Goal 1: According to the passage on Active Spaces, what mechanism is used to monitor software components?

Selection:
Active Spaces are populated by many entities, including people, software components, and hardware devices.  Some of these entities are permanent and available for use as long as the system is running, while others may be transient and mobile.  Monitoring of all entities is required to recognize their current state, when they are active, and if they are present in a physical space.

Software components are monitored through a heartbeat mechanism and are processed by the Presence Service.  When the heartbeats of an entity are received, its arrival is announced through the use of event channels.  Three event channels are defined for software and hardware components; Application Presence, Device Presence, and Application Presence channels.  When an entity's heartbeats are not received for some time, it is assumed to have stopped and its departure is announced.  These Enter and Leave announcements are placed on the appropriate channel, which other components of the system can receive to detect the presence of various entities in the system.

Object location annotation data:
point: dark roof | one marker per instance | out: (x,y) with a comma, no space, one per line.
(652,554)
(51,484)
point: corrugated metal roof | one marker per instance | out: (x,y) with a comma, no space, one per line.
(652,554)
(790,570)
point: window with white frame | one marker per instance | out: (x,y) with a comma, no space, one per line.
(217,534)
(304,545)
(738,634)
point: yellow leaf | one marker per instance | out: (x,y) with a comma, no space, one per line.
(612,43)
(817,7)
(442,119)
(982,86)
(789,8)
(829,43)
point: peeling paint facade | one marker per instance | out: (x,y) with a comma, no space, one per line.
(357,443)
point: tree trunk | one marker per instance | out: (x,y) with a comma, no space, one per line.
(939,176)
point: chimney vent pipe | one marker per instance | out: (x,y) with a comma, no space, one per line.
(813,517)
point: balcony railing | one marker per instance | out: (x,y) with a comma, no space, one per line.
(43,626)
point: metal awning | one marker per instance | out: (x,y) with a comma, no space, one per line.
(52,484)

==

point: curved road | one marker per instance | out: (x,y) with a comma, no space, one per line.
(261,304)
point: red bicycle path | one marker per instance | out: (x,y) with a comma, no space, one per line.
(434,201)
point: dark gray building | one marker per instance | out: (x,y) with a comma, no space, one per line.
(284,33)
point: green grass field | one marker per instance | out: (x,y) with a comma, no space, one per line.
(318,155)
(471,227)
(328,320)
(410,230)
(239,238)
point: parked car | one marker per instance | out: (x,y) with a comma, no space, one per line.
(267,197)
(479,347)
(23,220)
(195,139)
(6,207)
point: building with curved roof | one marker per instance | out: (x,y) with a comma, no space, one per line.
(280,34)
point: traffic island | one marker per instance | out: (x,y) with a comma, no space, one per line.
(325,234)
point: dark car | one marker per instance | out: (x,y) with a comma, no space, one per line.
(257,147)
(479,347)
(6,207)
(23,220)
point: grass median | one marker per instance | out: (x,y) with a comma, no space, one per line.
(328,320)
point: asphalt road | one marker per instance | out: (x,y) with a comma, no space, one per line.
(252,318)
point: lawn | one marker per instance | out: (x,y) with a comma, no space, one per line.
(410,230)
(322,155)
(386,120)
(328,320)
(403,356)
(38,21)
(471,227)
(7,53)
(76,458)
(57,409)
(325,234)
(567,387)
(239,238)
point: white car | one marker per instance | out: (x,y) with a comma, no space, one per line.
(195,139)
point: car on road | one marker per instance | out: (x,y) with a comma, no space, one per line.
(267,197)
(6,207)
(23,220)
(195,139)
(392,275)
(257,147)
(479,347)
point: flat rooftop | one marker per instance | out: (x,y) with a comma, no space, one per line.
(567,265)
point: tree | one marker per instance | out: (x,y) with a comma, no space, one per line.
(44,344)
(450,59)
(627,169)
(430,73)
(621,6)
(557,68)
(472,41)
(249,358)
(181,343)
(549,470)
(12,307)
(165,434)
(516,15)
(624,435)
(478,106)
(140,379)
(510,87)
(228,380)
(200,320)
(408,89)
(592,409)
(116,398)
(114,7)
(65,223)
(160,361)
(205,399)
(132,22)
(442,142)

==

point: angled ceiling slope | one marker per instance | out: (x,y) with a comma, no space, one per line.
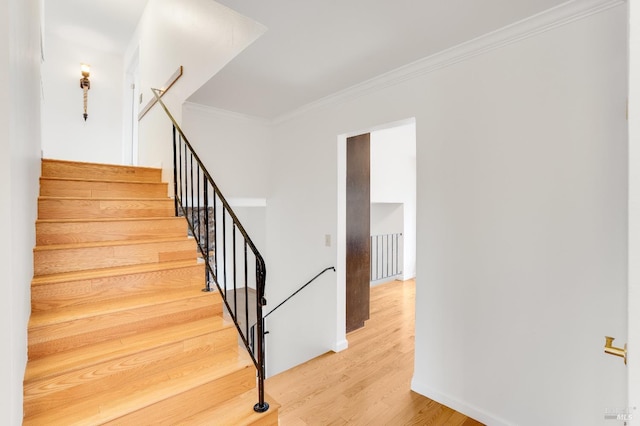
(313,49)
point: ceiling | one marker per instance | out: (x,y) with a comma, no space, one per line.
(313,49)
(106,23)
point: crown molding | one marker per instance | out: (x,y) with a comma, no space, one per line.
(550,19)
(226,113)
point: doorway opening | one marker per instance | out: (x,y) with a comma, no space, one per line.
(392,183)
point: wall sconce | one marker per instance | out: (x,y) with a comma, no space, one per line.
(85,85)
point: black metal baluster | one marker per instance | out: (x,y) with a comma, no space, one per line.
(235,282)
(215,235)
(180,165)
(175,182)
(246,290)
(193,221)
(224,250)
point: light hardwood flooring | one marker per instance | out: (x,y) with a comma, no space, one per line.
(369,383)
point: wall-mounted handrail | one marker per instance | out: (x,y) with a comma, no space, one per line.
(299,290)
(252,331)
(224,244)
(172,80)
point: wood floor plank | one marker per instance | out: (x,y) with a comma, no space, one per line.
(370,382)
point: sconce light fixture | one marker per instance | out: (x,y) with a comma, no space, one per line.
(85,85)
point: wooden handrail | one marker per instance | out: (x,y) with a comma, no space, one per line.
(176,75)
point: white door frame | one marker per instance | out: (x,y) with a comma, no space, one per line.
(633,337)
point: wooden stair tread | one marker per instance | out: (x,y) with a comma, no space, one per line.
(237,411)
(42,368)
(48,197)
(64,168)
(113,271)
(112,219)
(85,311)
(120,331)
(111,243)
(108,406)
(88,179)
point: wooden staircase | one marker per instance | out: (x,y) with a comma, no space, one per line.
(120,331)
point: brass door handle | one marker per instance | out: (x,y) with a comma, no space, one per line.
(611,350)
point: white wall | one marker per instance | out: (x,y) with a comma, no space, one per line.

Goal 2: Show every line of the listing that contains the word "ceiling".

Complete answer 1: A heartbeat mechanism, processed by the Presence Service.

Complete answer 2:
point: angled ceiling slope | one marker per instance | out: (x,y) with a comma, no space, one per line.
point: ceiling | one marker per instance | out: (x,y) with a comma, no space, one per line.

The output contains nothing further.